§ Your goal
Gather every line in the records below that contains the word "paint". Treat uppercase and lowercase as different.

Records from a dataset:

★ ★ ★

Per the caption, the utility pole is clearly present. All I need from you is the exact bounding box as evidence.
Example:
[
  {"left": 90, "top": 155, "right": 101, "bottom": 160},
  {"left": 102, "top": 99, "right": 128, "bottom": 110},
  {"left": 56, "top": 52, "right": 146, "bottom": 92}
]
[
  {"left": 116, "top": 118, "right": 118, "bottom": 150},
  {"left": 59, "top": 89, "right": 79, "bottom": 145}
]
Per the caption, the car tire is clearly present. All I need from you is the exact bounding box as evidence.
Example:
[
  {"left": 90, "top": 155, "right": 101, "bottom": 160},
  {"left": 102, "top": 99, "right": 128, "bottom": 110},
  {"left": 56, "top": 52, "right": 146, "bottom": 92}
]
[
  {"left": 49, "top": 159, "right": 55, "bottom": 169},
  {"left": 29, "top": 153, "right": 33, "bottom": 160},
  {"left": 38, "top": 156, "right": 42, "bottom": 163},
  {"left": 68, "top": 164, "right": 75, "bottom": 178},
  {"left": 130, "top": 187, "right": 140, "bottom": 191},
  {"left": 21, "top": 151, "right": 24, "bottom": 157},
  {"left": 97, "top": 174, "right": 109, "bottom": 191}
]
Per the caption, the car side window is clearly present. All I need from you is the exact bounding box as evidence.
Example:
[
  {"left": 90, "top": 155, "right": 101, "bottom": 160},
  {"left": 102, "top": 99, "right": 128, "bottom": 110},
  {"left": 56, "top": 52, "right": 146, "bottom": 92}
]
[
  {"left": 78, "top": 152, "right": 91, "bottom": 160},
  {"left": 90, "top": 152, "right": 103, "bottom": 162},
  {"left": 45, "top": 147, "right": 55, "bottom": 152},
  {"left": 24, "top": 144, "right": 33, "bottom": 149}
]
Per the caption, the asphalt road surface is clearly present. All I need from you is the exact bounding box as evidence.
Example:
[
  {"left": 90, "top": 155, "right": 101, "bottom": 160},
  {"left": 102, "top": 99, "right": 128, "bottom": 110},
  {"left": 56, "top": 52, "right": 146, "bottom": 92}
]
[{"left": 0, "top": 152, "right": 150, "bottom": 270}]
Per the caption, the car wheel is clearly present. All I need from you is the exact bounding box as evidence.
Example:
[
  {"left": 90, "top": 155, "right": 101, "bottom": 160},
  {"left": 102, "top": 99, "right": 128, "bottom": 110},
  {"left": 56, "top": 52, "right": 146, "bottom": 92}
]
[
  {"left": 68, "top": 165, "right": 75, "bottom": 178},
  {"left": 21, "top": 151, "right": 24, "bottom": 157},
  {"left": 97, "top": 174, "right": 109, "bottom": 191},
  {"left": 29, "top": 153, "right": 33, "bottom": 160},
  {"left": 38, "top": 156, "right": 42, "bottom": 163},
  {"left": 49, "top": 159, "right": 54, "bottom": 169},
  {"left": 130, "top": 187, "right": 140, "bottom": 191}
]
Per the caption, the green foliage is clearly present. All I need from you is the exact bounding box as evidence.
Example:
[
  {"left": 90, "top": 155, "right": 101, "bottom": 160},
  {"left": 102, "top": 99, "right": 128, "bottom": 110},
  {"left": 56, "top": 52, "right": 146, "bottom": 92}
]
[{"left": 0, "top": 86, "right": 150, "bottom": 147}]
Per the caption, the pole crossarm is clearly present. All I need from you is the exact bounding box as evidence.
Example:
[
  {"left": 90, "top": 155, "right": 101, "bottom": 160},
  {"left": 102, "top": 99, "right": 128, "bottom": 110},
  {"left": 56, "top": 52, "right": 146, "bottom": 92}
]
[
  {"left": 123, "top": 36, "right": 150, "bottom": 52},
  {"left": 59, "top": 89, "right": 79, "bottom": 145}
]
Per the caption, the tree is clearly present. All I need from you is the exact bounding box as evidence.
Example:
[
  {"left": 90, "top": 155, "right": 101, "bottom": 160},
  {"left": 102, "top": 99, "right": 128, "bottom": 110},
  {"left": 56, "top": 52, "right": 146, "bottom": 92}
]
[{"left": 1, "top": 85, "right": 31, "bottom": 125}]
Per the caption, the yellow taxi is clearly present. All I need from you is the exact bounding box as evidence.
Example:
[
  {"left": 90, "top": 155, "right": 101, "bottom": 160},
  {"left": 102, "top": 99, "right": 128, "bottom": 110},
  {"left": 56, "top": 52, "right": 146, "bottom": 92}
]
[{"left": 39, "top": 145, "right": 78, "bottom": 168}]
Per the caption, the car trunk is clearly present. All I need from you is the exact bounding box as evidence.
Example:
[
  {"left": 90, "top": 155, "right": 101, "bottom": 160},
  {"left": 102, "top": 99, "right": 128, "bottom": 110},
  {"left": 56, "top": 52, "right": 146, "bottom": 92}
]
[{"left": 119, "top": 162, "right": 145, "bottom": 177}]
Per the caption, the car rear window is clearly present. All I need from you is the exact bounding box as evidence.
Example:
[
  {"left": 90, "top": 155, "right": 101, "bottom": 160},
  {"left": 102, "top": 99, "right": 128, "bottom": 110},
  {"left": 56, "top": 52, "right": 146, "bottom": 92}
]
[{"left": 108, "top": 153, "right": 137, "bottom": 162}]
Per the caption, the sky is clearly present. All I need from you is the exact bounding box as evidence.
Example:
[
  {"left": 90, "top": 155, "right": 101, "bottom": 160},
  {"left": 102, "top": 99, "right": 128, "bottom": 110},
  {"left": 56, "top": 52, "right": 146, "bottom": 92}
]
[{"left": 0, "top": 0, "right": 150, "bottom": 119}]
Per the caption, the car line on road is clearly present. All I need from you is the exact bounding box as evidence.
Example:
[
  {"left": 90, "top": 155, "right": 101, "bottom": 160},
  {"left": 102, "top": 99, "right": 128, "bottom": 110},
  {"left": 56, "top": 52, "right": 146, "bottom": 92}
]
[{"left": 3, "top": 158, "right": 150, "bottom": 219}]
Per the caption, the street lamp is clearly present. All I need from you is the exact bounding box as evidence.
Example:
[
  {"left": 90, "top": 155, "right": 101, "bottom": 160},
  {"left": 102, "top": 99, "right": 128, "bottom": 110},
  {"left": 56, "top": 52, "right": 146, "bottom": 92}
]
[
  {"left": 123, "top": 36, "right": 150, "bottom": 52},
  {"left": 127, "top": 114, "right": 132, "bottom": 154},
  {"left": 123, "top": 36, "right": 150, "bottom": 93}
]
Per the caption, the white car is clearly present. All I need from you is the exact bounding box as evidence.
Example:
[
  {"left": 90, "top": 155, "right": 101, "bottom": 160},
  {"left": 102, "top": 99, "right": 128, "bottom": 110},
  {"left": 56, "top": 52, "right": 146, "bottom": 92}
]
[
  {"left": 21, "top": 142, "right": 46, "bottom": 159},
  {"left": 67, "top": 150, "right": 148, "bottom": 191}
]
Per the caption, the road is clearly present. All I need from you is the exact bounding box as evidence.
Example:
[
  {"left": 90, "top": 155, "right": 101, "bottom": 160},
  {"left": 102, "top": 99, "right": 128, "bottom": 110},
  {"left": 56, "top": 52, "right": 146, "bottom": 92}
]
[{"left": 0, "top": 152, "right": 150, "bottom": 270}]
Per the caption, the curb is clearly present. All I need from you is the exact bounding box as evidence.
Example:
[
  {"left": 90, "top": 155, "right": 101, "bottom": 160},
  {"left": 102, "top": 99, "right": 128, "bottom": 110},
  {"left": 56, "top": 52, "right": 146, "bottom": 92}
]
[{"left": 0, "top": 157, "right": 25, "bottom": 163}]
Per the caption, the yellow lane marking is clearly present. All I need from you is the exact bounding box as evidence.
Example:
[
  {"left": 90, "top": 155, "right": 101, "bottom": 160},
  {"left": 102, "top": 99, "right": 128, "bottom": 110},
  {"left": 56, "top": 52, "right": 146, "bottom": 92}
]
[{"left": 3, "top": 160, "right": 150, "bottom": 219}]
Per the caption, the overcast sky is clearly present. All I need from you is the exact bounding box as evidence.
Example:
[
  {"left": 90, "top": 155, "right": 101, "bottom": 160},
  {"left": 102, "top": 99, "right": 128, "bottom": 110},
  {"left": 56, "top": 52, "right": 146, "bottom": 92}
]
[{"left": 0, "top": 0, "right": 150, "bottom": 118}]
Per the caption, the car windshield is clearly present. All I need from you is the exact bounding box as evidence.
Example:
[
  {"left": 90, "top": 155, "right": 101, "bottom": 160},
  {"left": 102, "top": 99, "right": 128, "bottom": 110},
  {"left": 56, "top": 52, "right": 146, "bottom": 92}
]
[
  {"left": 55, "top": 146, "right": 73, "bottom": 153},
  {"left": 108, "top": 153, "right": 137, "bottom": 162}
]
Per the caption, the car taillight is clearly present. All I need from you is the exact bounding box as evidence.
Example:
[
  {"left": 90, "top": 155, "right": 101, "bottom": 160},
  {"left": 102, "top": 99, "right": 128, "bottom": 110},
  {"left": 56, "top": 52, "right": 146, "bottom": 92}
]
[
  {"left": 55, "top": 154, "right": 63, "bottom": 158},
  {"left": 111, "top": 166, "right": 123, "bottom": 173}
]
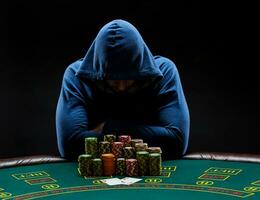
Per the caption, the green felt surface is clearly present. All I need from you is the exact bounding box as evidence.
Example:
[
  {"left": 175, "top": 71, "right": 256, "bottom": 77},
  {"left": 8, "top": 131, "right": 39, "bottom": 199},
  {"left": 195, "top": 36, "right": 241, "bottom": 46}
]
[{"left": 0, "top": 160, "right": 260, "bottom": 200}]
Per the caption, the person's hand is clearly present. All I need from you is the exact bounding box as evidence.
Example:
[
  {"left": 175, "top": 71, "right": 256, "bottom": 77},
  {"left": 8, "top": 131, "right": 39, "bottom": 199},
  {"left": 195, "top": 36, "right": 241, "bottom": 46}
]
[{"left": 92, "top": 122, "right": 105, "bottom": 133}]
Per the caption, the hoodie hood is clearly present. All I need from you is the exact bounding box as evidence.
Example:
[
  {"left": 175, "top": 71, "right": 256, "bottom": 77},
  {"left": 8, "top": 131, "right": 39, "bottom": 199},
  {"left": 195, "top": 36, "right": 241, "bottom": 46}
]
[{"left": 76, "top": 19, "right": 162, "bottom": 80}]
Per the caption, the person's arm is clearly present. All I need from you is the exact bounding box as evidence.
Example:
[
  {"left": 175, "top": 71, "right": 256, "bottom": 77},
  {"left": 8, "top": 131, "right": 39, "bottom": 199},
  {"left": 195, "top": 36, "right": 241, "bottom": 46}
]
[
  {"left": 56, "top": 68, "right": 103, "bottom": 160},
  {"left": 104, "top": 62, "right": 190, "bottom": 159}
]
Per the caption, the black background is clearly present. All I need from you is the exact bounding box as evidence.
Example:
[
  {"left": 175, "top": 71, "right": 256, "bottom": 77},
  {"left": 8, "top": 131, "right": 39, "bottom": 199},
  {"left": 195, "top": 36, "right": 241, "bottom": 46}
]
[{"left": 0, "top": 0, "right": 260, "bottom": 158}]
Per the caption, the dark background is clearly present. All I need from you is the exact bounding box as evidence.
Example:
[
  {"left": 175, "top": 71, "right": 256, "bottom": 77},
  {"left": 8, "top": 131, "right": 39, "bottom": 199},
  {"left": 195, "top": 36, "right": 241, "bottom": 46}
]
[{"left": 0, "top": 0, "right": 260, "bottom": 158}]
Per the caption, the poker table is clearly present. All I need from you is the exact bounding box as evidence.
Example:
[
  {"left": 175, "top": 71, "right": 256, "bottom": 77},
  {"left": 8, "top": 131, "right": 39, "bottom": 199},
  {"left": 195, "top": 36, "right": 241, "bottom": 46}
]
[{"left": 0, "top": 152, "right": 260, "bottom": 200}]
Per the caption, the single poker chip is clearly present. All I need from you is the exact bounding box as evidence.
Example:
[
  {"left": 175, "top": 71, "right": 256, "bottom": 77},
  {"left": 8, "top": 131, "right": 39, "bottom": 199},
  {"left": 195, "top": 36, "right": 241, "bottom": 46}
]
[
  {"left": 111, "top": 142, "right": 124, "bottom": 158},
  {"left": 131, "top": 139, "right": 143, "bottom": 147},
  {"left": 123, "top": 147, "right": 135, "bottom": 159},
  {"left": 78, "top": 154, "right": 92, "bottom": 176},
  {"left": 85, "top": 137, "right": 98, "bottom": 158},
  {"left": 136, "top": 151, "right": 149, "bottom": 176},
  {"left": 149, "top": 153, "right": 162, "bottom": 176},
  {"left": 118, "top": 135, "right": 131, "bottom": 147},
  {"left": 125, "top": 158, "right": 138, "bottom": 176},
  {"left": 147, "top": 147, "right": 162, "bottom": 153},
  {"left": 135, "top": 143, "right": 148, "bottom": 152},
  {"left": 104, "top": 134, "right": 116, "bottom": 143},
  {"left": 99, "top": 141, "right": 111, "bottom": 156}
]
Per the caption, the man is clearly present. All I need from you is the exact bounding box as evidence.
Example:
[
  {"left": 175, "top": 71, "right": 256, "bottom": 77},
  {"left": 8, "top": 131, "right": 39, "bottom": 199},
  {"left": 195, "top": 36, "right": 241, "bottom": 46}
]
[{"left": 56, "top": 19, "right": 190, "bottom": 159}]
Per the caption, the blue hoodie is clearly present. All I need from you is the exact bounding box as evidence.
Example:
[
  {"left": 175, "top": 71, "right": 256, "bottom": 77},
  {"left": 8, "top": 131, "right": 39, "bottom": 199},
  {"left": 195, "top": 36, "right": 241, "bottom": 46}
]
[{"left": 56, "top": 19, "right": 190, "bottom": 159}]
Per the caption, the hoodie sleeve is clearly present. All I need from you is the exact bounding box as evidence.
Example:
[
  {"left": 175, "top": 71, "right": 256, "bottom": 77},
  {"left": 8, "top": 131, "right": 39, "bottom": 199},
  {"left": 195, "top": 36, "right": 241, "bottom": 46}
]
[
  {"left": 56, "top": 67, "right": 102, "bottom": 159},
  {"left": 101, "top": 60, "right": 190, "bottom": 159}
]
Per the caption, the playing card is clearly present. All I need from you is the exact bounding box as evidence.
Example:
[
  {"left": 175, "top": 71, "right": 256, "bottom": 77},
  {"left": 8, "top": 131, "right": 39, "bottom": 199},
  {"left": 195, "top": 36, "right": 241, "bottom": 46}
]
[
  {"left": 100, "top": 178, "right": 122, "bottom": 185},
  {"left": 121, "top": 177, "right": 142, "bottom": 185}
]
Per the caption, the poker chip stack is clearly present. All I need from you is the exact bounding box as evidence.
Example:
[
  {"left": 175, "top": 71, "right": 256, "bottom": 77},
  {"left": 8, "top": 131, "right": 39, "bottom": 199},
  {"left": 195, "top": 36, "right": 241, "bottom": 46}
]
[
  {"left": 116, "top": 158, "right": 126, "bottom": 176},
  {"left": 78, "top": 154, "right": 92, "bottom": 176},
  {"left": 149, "top": 153, "right": 162, "bottom": 176},
  {"left": 78, "top": 134, "right": 162, "bottom": 176},
  {"left": 102, "top": 153, "right": 116, "bottom": 176},
  {"left": 92, "top": 158, "right": 103, "bottom": 176},
  {"left": 85, "top": 137, "right": 98, "bottom": 158},
  {"left": 136, "top": 151, "right": 149, "bottom": 176}
]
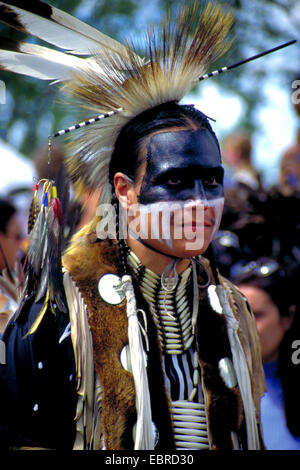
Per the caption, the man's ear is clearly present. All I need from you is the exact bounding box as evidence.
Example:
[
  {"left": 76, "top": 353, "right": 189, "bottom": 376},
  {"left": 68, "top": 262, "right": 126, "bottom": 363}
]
[{"left": 114, "top": 172, "right": 133, "bottom": 209}]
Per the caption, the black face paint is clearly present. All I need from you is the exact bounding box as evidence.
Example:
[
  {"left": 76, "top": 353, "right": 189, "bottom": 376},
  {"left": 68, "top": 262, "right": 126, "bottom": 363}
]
[{"left": 139, "top": 129, "right": 224, "bottom": 204}]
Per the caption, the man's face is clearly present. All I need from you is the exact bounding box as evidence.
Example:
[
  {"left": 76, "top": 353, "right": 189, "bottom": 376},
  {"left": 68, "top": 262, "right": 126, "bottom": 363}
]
[{"left": 125, "top": 129, "right": 224, "bottom": 258}]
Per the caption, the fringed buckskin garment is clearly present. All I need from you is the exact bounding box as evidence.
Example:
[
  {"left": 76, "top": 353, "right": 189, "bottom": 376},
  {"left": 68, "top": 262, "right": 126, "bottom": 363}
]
[{"left": 64, "top": 235, "right": 264, "bottom": 451}]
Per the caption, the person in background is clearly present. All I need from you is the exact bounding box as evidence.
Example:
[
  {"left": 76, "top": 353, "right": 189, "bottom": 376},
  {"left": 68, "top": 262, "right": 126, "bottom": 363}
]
[
  {"left": 278, "top": 129, "right": 300, "bottom": 197},
  {"left": 222, "top": 131, "right": 262, "bottom": 191},
  {"left": 0, "top": 199, "right": 24, "bottom": 334},
  {"left": 234, "top": 259, "right": 300, "bottom": 450}
]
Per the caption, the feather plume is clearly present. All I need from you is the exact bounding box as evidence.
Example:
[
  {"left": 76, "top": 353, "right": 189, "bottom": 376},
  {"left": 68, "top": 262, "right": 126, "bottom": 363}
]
[
  {"left": 64, "top": 2, "right": 232, "bottom": 195},
  {"left": 0, "top": 0, "right": 142, "bottom": 61},
  {"left": 0, "top": 38, "right": 88, "bottom": 81},
  {"left": 0, "top": 0, "right": 232, "bottom": 196}
]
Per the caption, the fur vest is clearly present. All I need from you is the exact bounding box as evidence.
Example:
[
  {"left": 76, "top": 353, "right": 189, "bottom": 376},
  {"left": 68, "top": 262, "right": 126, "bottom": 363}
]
[{"left": 63, "top": 235, "right": 265, "bottom": 451}]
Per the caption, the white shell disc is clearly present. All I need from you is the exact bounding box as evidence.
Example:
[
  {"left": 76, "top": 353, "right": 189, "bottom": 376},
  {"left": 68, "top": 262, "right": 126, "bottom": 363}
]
[{"left": 98, "top": 273, "right": 125, "bottom": 305}]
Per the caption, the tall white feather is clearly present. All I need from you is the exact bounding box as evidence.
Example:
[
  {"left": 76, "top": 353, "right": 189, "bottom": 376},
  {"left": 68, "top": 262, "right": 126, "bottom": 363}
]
[
  {"left": 122, "top": 275, "right": 154, "bottom": 450},
  {"left": 216, "top": 285, "right": 260, "bottom": 450},
  {"left": 0, "top": 1, "right": 144, "bottom": 60}
]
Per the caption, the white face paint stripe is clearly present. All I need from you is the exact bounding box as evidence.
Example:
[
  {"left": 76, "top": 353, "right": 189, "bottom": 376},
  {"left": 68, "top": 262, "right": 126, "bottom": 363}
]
[{"left": 129, "top": 197, "right": 224, "bottom": 249}]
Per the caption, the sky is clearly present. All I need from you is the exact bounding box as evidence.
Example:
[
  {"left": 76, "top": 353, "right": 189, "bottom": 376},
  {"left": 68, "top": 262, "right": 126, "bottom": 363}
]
[{"left": 0, "top": 76, "right": 300, "bottom": 194}]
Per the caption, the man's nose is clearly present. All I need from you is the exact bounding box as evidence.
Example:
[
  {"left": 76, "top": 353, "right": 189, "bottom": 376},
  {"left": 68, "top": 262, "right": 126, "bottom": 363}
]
[{"left": 194, "top": 179, "right": 207, "bottom": 204}]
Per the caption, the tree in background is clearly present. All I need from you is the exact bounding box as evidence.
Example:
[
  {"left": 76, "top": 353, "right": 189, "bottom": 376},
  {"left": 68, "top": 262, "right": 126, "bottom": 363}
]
[{"left": 0, "top": 0, "right": 300, "bottom": 157}]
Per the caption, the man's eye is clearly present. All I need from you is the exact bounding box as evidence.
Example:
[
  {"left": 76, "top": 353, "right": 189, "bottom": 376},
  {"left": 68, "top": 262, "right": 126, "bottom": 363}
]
[{"left": 203, "top": 176, "right": 218, "bottom": 186}]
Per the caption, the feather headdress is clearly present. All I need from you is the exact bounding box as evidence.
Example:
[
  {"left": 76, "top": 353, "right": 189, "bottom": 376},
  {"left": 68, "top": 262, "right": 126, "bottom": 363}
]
[
  {"left": 0, "top": 0, "right": 295, "bottom": 199},
  {"left": 0, "top": 0, "right": 232, "bottom": 196}
]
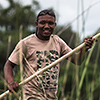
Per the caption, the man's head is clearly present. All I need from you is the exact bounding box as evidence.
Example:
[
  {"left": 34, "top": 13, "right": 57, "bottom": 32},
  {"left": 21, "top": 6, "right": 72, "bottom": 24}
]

★ ★ ★

§ Response
Per the caption, the black face paint is clearly present. All I need from you is the exact bounding box as evidence.
Per the caption, the white face paint stripe is clearly present. All I need from you is the exact bounding box as evidence.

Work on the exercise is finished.